**Verilen Metin:**
========

OdaTV’den Muzaffer Ayhan Kara “MHP yüzünü tekrar CHP’ye dönebilir” başlığı ile bir yazı kaleme aldı.

Yazıda başlıkla ilgili olarak tek cümle yer aldı.

Özetle CHP MYK toplantısında Kılıçdaroğlu’nun “partililerin MHP ile tartışmaya girmemesi”ni istediği iddia edilmiş.

OdaTV yazarı Muzaffer Ayhan Kara bu dakikadan sonra aklına gelen MHP ilgili ne kadar bilgi varsa bu kısma yazmışta yazmış.

CHP ve MHP’nin bir dönem birlikte hareket ettiğini Ekmeleddin İhsanoğlu'nu “ortak cumhurbaşkanı” olarak seçtirmeye çalışıldığını, son günlerde daha dikkatli olunması gerektiğini uzun uzun yazmış.

OdaTV yazarı Muzaffer Ayhan Kara bakmış ki işin cılkı çıktı “Özetle demek istiyorum ki CHP’lilere bendeniz de; “Pragmatik Dr. Bahçeli, yarın ne yapar, rotayı nereye çevirir hiç belli olmaz. Bir bakarsınız yeniden Cumhuriyet’in kurucu partisi CHP’ye döner yüzünü. Siyasette “olmaz, olmaz”. O yüzden büyük fotoğrafı görüp, geniş zamanlarda ne olduğuna bakıp Dr. Bahçeli ve MHP ile polemiklere girmenin anlamının da yararının da olmadığını idrak etmeli. Ayrıca, CHP’lilerin siyasi muarızının Cumhur İttifakı’nın “ana unsuru” ve “cumhurbaşkanlığı” makamı uhdesinde olan Ak Parti olması gerekir.” diyivermiş.

En son kısımda baklayı ağzından çıkaran Kara, CHP’nin MHP’den uzak durması gerektiği, son günlerde "CHP" ve "Darbe" kelimelerinin yan yana kullanıldığını ama asıl darbe isteyenin  MHP olduğunu söylemekten kaçınmamış.

MHP NASIL DARBE İSTEDİ?

Yazar bu kısımda MHP’nin 2004 yılında TSK’dan darbe yapmasını istediği ama askerlerin bunu istemediğini yazmış.

17 sayfa olduğu iddia edilen mektubun sadece var olduğunu anlatan OdaTV yazarı Muzaffer Ayhan Kara, mektubun içeriğinden asla söz etmemiş. Sadece başlığını kullandığı mektuptan “Dr. Bahçeli imzalı ve MHP’ce “hükümetin yaptığı yanlışları” diye söz etmiş.

Son olarak OdaTV yazarı Muzaffer Ayhan Kara, CHP akıl vererek MHP’nin “darbe” isteyen bir parti olduğunu ve uzak durulması gerektiğini söylemiş.

ODATV YAZARI MUZAFFER AYHAN KARA’YA HABERERK’TEN NOT

Sayın yazar aşağıda sözüne ettiğiniz Radikal'de yayınlanan haberin tam metni ve mektubun kısa bir özeti var.

========

**Veri Kümesi Kesiti:**
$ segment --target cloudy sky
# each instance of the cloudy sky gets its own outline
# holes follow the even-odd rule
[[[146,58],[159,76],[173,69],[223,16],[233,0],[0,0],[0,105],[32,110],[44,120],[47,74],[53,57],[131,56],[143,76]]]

========

**Yazılı Görevler:**
**a)** OdaTV yazısını eleştiren metne göre aşağıdaki soruları yanıtlayın.
(i) Muzaffer Ayhan Kara'nın yazısının başlığı nedir?
(ii) İddiaya göre Kılıçdaroğlu CHP MYK toplantısında ne istemiştir?
(iii) Yazara göre MHP, TSK'dan hangi yılda darbe yapmasını istemiştir?
**b)** Lütfen OdaTV yazısını eleştiren metni son cümlesinden sonrasını yazarak sürdürün.

**Yanıtlar:**
**a)**
(i) "MHP yüzünü tekrar CHP’ye dönebilir"
(ii) Partililerin MHP ile tartışmaya girmemesini istemiştir.
(iii) 2004 yılında.

**b)**
Bir daha okumanızı ve 12 Eylül 1980 tankının üzerinden geçtiği MHP ve Ülkücüleri ne ile suçladığınızı bir daha düşünmezi salık veririz.

Aşağıdaki metinde MHP lideri Devlet Bahçeli’nin son yıllarda kullandığı “Devletin Bekası” şablonundan farklı ne var? Lütfen bırakın artık bu Ülkücü, MHP’li, Milliyetçi düşmalığını.

SÖZÜ EDİLEN HABER

radikal.com.tr’de 05/08/2004 tarihinde yayınlanan Tolga Akıner imzalı haber şu şekilde.

“Haber olmadan iade

MHP Genel Başkanı Devlet Bahçeli'nin geçen ay milletvekillerine, üst düzey bürokratlara ve TSK'daki 313 generale gönderdiği mektubun, askerler tarafından iade edildiği öğrenildi. Toplu iade işlemi, konu gazetelere yansımadan gerçekleştirildi.

Yanıt verilmedi

Komuta kademesi, şu gerekçeyle MHP'ye yanıt verilemeyeceği kararına vardı: Mektuptaki, 'Hatalarına karşı hükümeti uyarın' çağrısının muhatabı, Anayasa'nın belirlediği görevler çerçevesinde TSK olamaz.

Partinin savunması

MHP Genel Başkan Yardımcısı Mehmet Şandır, Radikal'e şunları söyledi: "Adreslerinde bulunamayanların mektupları iade edilmiş olabilir. Bir toplu iade durumu söz konusu değil, bize hiç mektup gelmedi."

“MHP'nin, Türk Silahlı Kuvvetleri'ndeki 313 generale gönderdiği 'Hükümeti uyarın' çağrısını içeren mektupların Genelkurmay tarafından iade edildiği belirtildi. MHP ise kendilerine iade yapılmadığını belirtti.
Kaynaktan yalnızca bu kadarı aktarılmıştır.